- [Problem] Copy the material word for word, starting at the line containing "Where can the gravel" and ending with the line containing "[1083, 261]", both included.

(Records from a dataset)

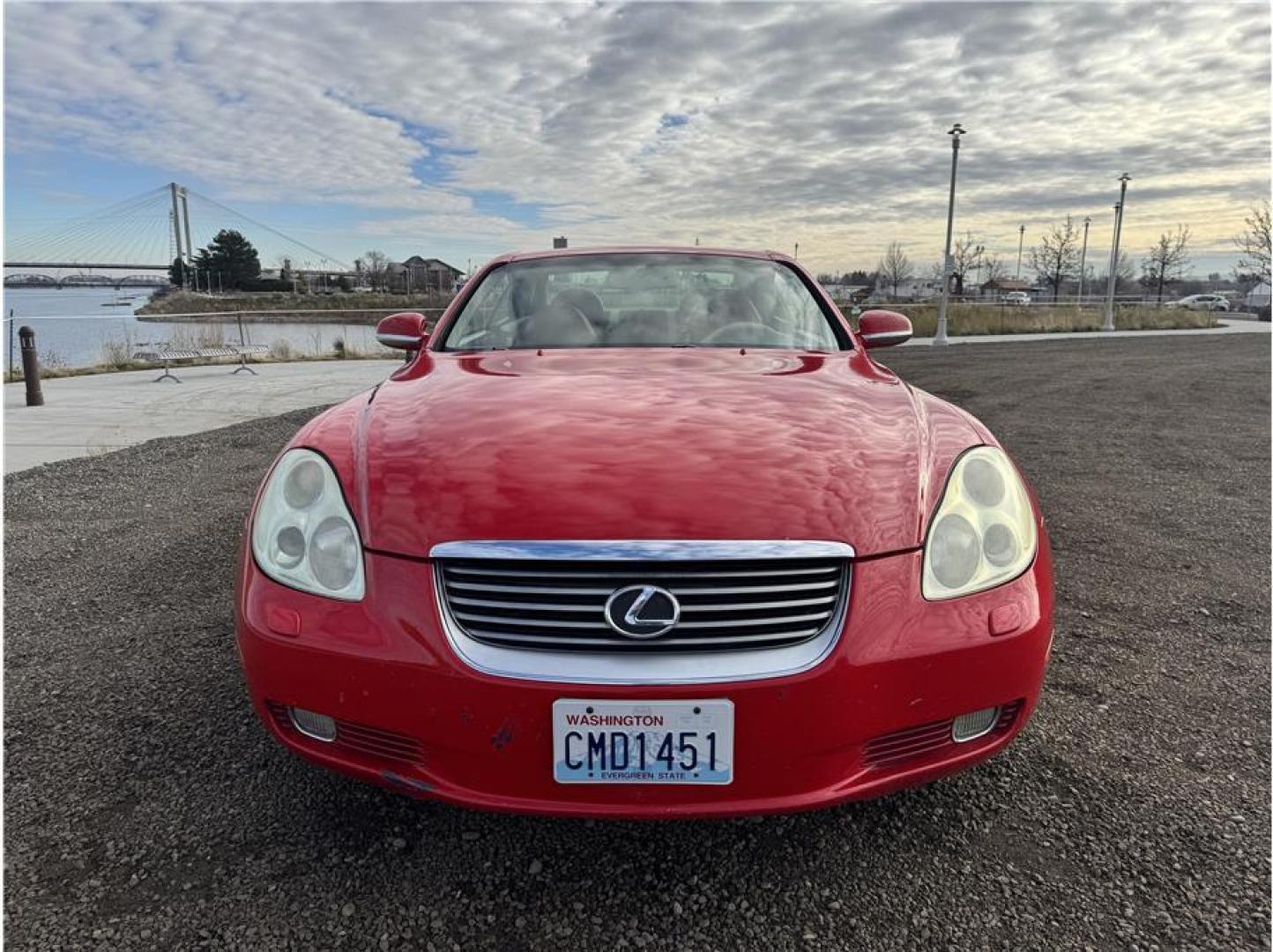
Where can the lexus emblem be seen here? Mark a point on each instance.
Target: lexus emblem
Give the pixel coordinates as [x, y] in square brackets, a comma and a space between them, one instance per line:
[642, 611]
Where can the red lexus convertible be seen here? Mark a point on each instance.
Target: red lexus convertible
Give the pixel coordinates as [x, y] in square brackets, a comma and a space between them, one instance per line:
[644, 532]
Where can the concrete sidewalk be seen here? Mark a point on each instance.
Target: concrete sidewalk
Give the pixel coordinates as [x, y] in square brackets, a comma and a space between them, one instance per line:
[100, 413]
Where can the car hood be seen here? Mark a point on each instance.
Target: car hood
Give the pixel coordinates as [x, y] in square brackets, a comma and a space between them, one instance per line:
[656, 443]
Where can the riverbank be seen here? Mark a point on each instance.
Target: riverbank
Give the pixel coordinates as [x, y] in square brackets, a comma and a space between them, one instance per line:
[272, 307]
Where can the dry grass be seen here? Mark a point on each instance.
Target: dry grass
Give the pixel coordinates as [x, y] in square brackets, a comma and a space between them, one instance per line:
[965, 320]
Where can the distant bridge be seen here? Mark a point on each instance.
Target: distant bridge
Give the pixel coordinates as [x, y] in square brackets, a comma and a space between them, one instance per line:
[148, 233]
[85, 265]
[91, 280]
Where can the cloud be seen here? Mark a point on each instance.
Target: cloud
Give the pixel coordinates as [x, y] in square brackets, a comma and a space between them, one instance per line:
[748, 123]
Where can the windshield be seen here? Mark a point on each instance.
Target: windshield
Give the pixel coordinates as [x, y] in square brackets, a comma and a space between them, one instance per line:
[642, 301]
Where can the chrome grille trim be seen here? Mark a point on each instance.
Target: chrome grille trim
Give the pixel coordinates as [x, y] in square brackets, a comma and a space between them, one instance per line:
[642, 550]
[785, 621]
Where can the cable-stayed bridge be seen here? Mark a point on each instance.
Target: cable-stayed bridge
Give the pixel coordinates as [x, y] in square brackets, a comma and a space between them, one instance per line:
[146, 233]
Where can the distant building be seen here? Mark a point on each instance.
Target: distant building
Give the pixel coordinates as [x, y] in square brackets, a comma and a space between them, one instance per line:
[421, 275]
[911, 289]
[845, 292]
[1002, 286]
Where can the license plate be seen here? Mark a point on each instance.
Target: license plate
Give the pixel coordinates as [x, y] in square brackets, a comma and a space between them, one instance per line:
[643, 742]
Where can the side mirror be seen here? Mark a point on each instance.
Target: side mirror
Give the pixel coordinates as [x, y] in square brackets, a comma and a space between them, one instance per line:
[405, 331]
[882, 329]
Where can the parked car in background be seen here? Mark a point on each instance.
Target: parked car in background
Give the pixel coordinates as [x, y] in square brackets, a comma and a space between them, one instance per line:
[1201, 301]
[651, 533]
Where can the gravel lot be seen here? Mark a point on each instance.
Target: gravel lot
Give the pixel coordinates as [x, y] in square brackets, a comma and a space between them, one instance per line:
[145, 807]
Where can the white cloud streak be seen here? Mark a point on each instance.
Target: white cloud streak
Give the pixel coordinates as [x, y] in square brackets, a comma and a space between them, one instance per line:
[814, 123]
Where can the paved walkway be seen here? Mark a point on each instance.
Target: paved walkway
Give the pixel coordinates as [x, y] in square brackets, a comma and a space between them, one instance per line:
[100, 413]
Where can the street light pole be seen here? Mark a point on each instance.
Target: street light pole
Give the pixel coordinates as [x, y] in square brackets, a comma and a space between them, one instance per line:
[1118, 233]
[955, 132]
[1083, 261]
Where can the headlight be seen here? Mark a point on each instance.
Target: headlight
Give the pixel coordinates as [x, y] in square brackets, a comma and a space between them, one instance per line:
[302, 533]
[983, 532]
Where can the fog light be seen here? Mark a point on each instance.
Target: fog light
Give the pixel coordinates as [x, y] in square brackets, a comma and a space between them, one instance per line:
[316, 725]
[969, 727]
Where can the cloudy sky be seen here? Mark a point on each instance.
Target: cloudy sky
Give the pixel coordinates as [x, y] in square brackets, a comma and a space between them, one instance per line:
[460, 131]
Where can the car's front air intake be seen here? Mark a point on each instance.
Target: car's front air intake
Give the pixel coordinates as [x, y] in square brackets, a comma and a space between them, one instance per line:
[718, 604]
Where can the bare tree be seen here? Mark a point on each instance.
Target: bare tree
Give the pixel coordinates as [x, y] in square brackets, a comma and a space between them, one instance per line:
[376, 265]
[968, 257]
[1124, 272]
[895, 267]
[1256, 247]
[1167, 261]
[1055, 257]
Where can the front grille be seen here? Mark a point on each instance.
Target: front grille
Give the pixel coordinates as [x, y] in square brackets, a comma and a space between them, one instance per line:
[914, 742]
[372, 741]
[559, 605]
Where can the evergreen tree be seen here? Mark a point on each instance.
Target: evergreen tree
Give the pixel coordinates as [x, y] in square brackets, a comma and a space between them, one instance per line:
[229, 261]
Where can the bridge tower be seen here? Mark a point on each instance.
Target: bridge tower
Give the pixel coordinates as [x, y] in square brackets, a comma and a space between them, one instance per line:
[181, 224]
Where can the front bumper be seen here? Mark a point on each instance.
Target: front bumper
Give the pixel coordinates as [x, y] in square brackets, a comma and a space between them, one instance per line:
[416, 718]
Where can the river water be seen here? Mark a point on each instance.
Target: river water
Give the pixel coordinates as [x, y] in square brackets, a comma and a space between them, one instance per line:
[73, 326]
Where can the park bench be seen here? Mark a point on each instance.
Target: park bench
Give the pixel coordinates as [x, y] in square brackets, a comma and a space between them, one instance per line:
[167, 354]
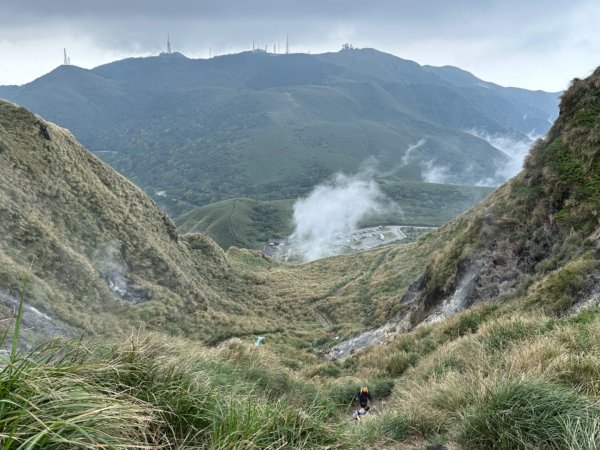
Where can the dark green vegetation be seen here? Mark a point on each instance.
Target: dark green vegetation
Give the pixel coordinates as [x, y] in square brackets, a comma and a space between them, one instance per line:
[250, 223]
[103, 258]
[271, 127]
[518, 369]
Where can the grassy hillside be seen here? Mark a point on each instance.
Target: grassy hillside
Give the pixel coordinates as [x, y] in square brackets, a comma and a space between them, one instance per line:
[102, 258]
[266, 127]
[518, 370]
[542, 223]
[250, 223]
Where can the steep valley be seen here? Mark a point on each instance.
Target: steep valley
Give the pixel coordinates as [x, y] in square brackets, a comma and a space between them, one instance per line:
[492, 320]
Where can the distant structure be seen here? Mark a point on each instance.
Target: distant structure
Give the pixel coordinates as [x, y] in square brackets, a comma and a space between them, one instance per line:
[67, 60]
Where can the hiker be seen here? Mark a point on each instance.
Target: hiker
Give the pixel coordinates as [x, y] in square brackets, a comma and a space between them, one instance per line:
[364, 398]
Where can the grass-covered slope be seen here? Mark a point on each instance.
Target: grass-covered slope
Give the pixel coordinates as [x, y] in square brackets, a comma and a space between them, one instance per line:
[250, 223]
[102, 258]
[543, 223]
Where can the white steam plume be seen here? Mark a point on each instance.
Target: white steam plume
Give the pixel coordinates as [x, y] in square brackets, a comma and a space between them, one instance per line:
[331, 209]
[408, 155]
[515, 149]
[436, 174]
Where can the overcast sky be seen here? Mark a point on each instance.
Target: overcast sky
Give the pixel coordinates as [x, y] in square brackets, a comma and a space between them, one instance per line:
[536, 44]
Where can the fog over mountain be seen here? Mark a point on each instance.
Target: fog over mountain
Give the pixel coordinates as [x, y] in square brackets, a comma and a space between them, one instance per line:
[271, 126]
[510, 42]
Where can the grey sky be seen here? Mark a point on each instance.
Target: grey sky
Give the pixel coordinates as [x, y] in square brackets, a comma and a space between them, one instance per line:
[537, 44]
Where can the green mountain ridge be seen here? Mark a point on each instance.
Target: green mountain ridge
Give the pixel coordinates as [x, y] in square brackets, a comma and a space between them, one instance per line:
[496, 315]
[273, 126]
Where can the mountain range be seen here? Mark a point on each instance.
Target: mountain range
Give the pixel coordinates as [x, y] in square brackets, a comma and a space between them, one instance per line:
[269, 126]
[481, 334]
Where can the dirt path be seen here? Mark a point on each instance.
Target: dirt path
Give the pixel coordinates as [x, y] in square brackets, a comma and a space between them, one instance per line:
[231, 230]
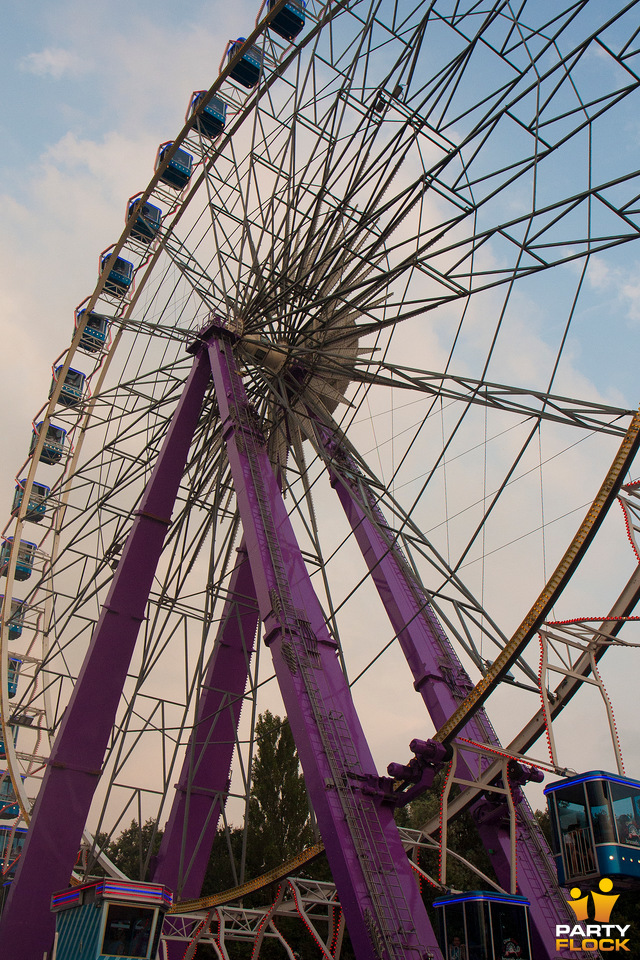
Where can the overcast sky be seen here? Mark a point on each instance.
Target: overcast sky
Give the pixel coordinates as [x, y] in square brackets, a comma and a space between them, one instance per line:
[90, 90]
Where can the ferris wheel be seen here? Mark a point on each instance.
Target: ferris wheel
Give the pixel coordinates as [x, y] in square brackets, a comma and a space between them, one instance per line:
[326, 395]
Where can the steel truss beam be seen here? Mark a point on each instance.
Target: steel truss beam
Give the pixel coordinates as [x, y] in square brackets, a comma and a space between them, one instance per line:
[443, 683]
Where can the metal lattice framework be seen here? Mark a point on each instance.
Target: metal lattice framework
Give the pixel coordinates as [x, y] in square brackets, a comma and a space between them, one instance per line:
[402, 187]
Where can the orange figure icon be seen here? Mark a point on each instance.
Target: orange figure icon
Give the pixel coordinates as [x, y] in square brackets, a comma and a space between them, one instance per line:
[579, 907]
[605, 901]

- [Complete response]
Where can the gravel lot be seen here? Mark a point on each instance.
Target: gravel lot
Give the pixel coordinates as [x, y] in square brackets, a comma and a space between them, one instance per line:
[145, 807]
Where can the white cloud streak be seen here? Mark a point on each instance.
Target: white cloud streak
Give the pixel coordinates as [x, y] in square brackets, a comma and a space between them, one instance per line:
[814, 123]
Where can the paved walkway be seen here? Mark a point on each instance.
Target: paved walkway
Give the pixel coordinates as [x, y] in square brackets, a comma and a space between them, one instance per line:
[100, 413]
Where can the street light pole be seen here? Mark a point on each instance.
Target: street light pole
Give the pixel coordinates as [x, y] in square brackets, a comma and a space between them, one instance per line:
[1118, 233]
[955, 132]
[1083, 261]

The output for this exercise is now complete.